Requirement:
Make an exact copy of all the data, pictures excluded.

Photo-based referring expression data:
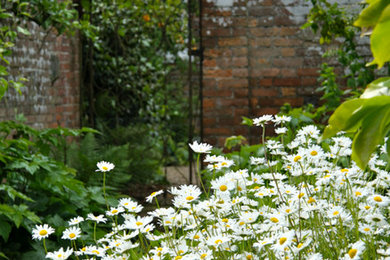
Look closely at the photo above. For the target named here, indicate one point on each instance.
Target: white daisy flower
(104, 166)
(40, 231)
(98, 219)
(60, 254)
(200, 147)
(71, 233)
(150, 198)
(75, 221)
(260, 121)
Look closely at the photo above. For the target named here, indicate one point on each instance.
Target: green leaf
(5, 230)
(341, 118)
(14, 193)
(374, 128)
(233, 141)
(3, 255)
(370, 16)
(380, 39)
(379, 87)
(247, 121)
(23, 30)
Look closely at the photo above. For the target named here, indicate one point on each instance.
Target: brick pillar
(256, 59)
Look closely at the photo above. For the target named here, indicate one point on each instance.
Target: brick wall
(256, 59)
(52, 66)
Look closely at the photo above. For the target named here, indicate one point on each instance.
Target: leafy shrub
(34, 186)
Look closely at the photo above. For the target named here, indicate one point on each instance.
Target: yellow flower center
(223, 187)
(282, 240)
(352, 253)
(43, 232)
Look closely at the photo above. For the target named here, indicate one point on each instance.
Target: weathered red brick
(265, 92)
(236, 41)
(289, 91)
(232, 83)
(287, 81)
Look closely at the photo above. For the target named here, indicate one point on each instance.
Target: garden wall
(52, 66)
(256, 59)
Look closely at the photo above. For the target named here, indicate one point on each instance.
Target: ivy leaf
(380, 39)
(379, 87)
(370, 16)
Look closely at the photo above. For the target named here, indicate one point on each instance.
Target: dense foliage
(134, 68)
(36, 187)
(368, 116)
(334, 24)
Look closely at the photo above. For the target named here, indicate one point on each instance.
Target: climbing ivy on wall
(15, 16)
(334, 24)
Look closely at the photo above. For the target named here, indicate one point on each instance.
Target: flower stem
(104, 189)
(199, 176)
(44, 245)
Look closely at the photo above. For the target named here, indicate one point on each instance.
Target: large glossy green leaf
(379, 87)
(368, 118)
(380, 39)
(374, 128)
(370, 16)
(341, 119)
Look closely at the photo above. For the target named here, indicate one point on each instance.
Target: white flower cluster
(304, 200)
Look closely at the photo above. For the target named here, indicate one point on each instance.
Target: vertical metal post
(190, 112)
(201, 68)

Final answer:
Look closely at the photo above. For the target named here, indicate one point on each instance.
Target: white daisy flower
(104, 166)
(40, 231)
(98, 219)
(60, 254)
(200, 147)
(71, 233)
(150, 198)
(75, 221)
(260, 121)
Look closely at the photo above. For the target named here, indicate one point on each instance.
Target: green leaf
(5, 230)
(341, 118)
(14, 193)
(374, 128)
(233, 141)
(3, 255)
(370, 16)
(380, 39)
(379, 87)
(247, 121)
(23, 30)
Look closely at the photo above. For the target named here, indicate one point on each instance.
Target: brick pillar
(256, 59)
Look closely at the photo above. For the target named here, indicate one point on each instance.
Target: brick wall
(256, 59)
(52, 66)
Look closely at the photo above. For the target named here, indicate one point on each instance.
Target: leafy shrub
(34, 186)
Look closely at the photo above. For the target named here, indicate one point on each instance.
Target: yellow flower center
(223, 187)
(282, 240)
(352, 253)
(43, 232)
Look closely at the photo above. For the target named here, indicate one point on each instance.
Target: weathered red brick
(265, 92)
(236, 41)
(289, 91)
(232, 83)
(287, 81)
Look closely at the photo above. For the target named here, indicate one point on each instance.
Target: garden wall
(52, 66)
(256, 59)
Look closely at the photo above. For the target named here, indicate one point on each instance.
Target: ivy leaf
(380, 39)
(379, 87)
(370, 16)
Look closely at the photo above. For the target named here, indicate one point on each instance.
Target: dense foliage
(134, 68)
(36, 187)
(368, 116)
(334, 24)
Look closely at the photo above. For the target named here, indicate one point on each instance.
Target: climbing ivy on wall
(15, 16)
(334, 24)
Look closely at the photo above. For the target named here, indicate one point on each instance.
Target: flower stem
(104, 189)
(199, 176)
(44, 245)
Look closely at the photo above. For the target named here, indicate one point on each instance.
Target: large glossy green leaf
(379, 87)
(368, 118)
(380, 39)
(374, 128)
(370, 16)
(341, 119)
Look closely at the photo above. For the target named here, indicate one point on each instance.
Target: white flower cluster
(304, 200)
Look closely at the photo above. For the target named here, indicate one point on each instance.
Target: vertical metal post
(190, 112)
(201, 68)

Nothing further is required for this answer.